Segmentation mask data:

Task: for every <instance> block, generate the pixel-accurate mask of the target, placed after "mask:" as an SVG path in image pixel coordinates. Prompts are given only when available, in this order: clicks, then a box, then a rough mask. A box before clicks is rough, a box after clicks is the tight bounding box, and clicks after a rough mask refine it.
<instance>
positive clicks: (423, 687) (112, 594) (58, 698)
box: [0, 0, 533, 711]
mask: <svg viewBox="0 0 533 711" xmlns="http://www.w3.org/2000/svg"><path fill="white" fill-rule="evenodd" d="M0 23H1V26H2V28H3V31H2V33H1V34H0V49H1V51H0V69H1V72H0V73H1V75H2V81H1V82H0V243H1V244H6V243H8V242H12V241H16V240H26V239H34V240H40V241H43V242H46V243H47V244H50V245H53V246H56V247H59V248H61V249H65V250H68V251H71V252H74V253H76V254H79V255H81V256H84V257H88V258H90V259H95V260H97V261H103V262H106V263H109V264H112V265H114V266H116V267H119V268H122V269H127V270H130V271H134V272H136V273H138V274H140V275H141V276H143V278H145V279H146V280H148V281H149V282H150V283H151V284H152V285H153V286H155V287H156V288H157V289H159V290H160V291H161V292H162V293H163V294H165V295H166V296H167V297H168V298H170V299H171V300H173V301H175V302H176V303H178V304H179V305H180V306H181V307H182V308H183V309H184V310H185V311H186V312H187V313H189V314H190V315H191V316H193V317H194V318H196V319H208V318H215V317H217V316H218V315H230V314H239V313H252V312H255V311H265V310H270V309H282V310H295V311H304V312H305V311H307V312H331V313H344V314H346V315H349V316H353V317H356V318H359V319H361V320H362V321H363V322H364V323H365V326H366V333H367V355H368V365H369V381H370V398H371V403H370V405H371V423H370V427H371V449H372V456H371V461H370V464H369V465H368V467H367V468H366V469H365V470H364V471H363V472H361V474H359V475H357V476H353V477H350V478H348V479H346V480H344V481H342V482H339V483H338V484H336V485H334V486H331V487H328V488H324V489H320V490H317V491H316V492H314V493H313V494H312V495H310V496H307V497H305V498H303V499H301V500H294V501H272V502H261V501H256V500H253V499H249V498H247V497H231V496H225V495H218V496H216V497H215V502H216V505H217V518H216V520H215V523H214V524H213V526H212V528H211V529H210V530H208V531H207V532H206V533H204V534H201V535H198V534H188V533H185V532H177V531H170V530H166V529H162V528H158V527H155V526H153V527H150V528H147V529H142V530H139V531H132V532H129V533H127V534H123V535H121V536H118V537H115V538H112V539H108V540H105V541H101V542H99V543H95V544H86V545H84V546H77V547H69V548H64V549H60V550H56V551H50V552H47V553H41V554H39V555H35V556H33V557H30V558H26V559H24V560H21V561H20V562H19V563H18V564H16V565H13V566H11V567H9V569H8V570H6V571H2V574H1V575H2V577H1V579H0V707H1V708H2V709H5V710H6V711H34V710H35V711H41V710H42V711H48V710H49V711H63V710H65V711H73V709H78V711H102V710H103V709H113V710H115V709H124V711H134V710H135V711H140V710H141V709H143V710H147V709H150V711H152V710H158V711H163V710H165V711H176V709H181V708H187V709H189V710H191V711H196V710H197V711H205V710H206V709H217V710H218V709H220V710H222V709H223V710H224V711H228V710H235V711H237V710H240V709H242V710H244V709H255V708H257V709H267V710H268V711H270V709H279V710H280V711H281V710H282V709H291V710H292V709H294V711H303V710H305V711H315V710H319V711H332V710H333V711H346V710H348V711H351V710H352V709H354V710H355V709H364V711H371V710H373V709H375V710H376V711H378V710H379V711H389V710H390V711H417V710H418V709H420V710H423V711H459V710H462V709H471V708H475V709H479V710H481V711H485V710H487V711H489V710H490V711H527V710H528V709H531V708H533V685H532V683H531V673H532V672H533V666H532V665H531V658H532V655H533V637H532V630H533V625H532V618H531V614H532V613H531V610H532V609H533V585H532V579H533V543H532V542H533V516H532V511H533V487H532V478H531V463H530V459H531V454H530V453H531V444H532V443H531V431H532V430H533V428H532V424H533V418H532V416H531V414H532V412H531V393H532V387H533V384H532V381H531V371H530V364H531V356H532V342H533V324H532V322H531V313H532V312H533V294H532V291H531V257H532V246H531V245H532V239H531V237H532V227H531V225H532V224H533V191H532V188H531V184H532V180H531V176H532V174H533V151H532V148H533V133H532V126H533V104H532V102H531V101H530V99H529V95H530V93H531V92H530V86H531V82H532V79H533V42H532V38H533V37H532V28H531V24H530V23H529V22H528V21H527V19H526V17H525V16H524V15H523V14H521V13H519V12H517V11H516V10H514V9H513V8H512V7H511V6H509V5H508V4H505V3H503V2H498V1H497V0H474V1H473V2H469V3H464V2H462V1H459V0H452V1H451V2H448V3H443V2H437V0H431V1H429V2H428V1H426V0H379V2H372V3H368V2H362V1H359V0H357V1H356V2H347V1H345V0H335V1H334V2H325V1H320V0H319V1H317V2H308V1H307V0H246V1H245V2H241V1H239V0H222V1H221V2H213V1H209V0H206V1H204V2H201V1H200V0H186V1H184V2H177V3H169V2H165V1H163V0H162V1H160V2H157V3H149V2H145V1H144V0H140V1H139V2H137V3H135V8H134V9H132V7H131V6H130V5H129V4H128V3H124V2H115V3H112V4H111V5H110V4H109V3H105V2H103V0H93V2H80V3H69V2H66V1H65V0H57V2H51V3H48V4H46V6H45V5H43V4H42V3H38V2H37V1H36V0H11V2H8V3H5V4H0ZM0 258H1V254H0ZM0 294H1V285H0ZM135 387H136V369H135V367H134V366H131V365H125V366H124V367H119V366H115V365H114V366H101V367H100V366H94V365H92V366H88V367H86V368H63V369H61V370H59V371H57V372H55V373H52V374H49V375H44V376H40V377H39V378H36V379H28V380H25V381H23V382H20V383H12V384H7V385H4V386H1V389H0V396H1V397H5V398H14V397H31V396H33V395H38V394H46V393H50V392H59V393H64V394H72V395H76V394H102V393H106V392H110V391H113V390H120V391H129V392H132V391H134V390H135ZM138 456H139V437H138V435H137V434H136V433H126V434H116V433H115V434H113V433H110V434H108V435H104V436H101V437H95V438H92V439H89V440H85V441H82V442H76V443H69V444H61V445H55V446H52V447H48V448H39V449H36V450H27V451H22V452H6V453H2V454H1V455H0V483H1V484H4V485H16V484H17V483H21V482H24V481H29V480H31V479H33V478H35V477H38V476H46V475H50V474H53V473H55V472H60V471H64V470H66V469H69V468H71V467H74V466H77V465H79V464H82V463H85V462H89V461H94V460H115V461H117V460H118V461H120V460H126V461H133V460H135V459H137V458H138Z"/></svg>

**The problem**
The only acceptable answer is the full set of entries, repeated exactly.

**Completed exercise**
Task: for every <instance> block, generate the pixel-accurate mask of the target, placed after "mask:" as an SVG path in image pixel coordinates. Prompts are given only when available, in this order: clicks, then a box, then a rough mask. A box before clicks is rough, a box after clicks is the tight bounding box, and clicks after a rough mask refine it.
<instance>
positive clicks: (423, 687) (112, 594) (58, 698)
box: [0, 0, 533, 711]
mask: <svg viewBox="0 0 533 711" xmlns="http://www.w3.org/2000/svg"><path fill="white" fill-rule="evenodd" d="M0 23H1V26H2V28H3V31H2V33H1V34H0V49H1V51H0V69H1V72H0V73H1V75H2V81H1V82H0V243H1V244H6V243H8V242H12V241H16V240H26V239H34V240H40V241H43V242H46V243H47V244H50V245H53V246H56V247H59V248H61V249H65V250H68V251H71V252H74V253H76V254H79V255H81V256H84V257H88V258H90V259H95V260H97V261H103V262H106V263H109V264H112V265H114V266H116V267H119V268H122V269H127V270H130V271H134V272H136V273H138V274H140V275H141V276H143V278H145V279H146V280H148V281H149V282H150V283H151V284H152V285H153V286H155V287H156V288H157V289H159V290H160V291H161V292H162V293H163V294H165V295H166V296H167V297H168V298H170V299H171V300H173V301H175V302H176V303H178V304H179V305H180V306H181V307H182V308H183V309H184V310H185V311H186V312H187V313H189V314H190V315H191V316H193V317H194V318H196V319H208V318H215V317H217V316H218V315H230V314H239V313H252V312H255V311H265V310H270V309H282V310H295V311H304V312H305V311H307V312H331V313H344V314H346V315H349V316H353V317H356V318H359V319H361V320H362V321H363V322H364V323H365V326H366V333H367V355H368V365H369V381H370V398H371V403H370V405H371V423H370V427H371V449H372V456H371V461H370V464H369V465H368V467H367V468H366V469H365V470H364V471H363V472H361V474H359V475H357V476H353V477H350V478H348V479H346V480H344V481H342V482H339V483H338V484H336V485H334V486H331V487H328V488H324V489H320V490H317V491H316V492H314V493H313V494H312V495H310V496H307V497H305V498H303V499H301V500H294V501H272V502H261V501H256V500H253V499H249V498H247V497H231V496H225V495H218V496H216V497H215V502H216V505H217V518H216V520H215V523H214V524H213V526H212V528H211V529H210V530H208V531H207V532H206V533H204V534H201V535H198V534H188V533H185V532H177V531H170V530H166V529H162V528H158V527H155V526H153V527H150V528H147V529H142V530H139V531H132V532H129V533H127V534H123V535H121V536H118V537H115V538H112V539H108V540H105V541H101V542H99V543H95V544H86V545H84V546H77V547H69V548H64V549H60V550H56V551H50V552H47V553H41V554H39V555H35V556H33V557H30V558H26V559H24V560H21V561H20V562H19V563H18V564H16V565H13V566H11V567H9V569H8V570H6V571H2V574H1V575H2V577H1V579H0V707H1V708H2V709H5V710H6V711H34V710H35V711H41V710H42V711H48V710H49V711H63V710H65V711H73V709H78V711H102V710H103V709H113V710H115V709H124V711H134V710H135V711H140V710H141V709H143V710H147V709H150V711H152V710H158V711H163V710H165V711H176V709H181V708H187V709H189V710H191V711H196V710H197V711H205V710H206V709H217V710H218V709H220V710H222V709H223V710H224V711H228V710H235V711H237V710H240V709H242V710H244V709H255V708H257V709H267V710H268V711H270V709H279V710H280V711H281V710H282V709H291V710H292V709H294V711H303V710H305V711H315V710H319V711H332V710H333V711H346V710H348V711H351V710H352V709H354V710H355V709H364V711H371V710H373V709H375V710H376V711H378V710H379V711H389V710H390V711H417V710H418V709H420V710H423V711H459V710H462V709H471V708H475V709H479V710H481V711H485V710H487V711H489V710H490V711H527V710H528V709H531V708H533V685H532V683H531V673H532V672H533V666H532V665H531V658H532V655H533V637H532V630H533V625H532V618H531V614H532V613H531V610H532V609H533V585H532V579H533V543H532V542H533V516H532V511H533V487H532V478H531V463H530V459H531V454H530V453H531V444H532V443H531V431H532V430H533V428H532V424H533V418H532V416H531V414H532V412H531V393H532V387H533V384H532V381H531V371H530V364H531V356H532V342H533V324H532V322H531V313H532V312H533V294H532V291H531V257H532V246H531V245H532V239H531V237H532V227H531V225H532V224H533V191H532V188H531V184H532V180H531V176H532V174H533V151H532V148H533V133H532V126H533V104H532V102H531V101H530V99H529V95H530V93H531V92H530V86H531V82H532V79H533V42H532V38H533V37H532V28H531V24H530V23H529V22H528V21H527V19H526V17H525V16H524V15H523V14H521V13H519V12H517V11H516V10H514V9H513V8H512V7H511V6H509V5H508V4H505V3H503V2H498V1H497V0H474V1H473V2H469V3H464V2H462V1H459V0H452V1H451V2H448V3H443V2H437V0H431V1H429V2H428V1H426V0H379V2H372V3H368V2H362V1H359V0H357V1H356V2H347V1H345V0H335V1H334V2H325V1H320V0H319V1H317V2H308V1H307V0H246V1H245V2H241V1H239V0H222V1H221V2H213V1H209V0H206V1H204V2H201V1H200V0H186V1H184V2H177V3H169V2H165V1H163V0H162V1H160V2H157V3H149V2H145V1H144V0H140V1H139V2H137V3H135V8H134V9H132V7H131V6H130V5H129V4H128V3H124V2H115V3H112V4H111V5H110V4H109V3H105V2H103V0H93V2H80V3H69V2H66V1H65V0H57V2H51V3H48V4H46V6H45V5H43V4H42V3H38V2H37V1H36V0H11V2H8V3H5V4H0ZM0 258H1V254H0ZM0 294H1V285H0ZM135 387H136V369H135V367H134V366H131V365H125V366H124V367H119V366H115V365H114V366H101V367H100V366H94V365H92V366H88V367H86V368H63V369H61V370H59V371H57V372H55V373H52V374H49V375H44V376H40V377H39V378H36V379H28V380H25V381H23V382H20V383H12V384H7V385H4V386H1V389H0V396H1V397H5V398H14V397H31V396H33V395H38V394H46V393H50V392H59V393H64V394H72V395H76V394H102V393H106V392H110V391H113V390H120V391H129V392H132V391H134V390H135ZM138 456H139V437H138V435H137V434H136V433H126V434H116V433H115V434H113V433H110V434H108V435H104V436H101V437H95V438H92V439H89V440H85V441H82V442H76V443H69V444H61V445H55V446H52V447H48V448H39V449H36V450H27V451H22V452H6V453H2V454H1V455H0V483H1V484H4V485H16V484H17V483H21V482H24V481H29V480H31V479H33V478H35V477H38V476H46V475H50V474H53V473H55V472H60V471H64V470H66V469H69V468H71V467H74V466H77V465H79V464H82V463H85V462H89V461H94V460H115V461H117V460H118V461H120V460H126V461H133V460H135V459H137V458H138Z"/></svg>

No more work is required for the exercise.